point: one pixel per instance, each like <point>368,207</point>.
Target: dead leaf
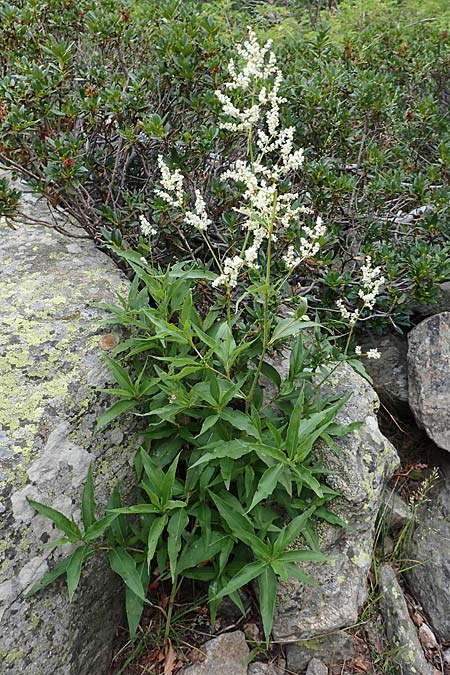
<point>171,658</point>
<point>108,341</point>
<point>360,665</point>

▬▬▬▬▬▬

_What is being asked_: Every entry must be reproduced exactly, with the images left out.

_The reply_:
point: one pixel per instance, each like <point>368,207</point>.
Target: dead leaf
<point>171,658</point>
<point>108,341</point>
<point>360,665</point>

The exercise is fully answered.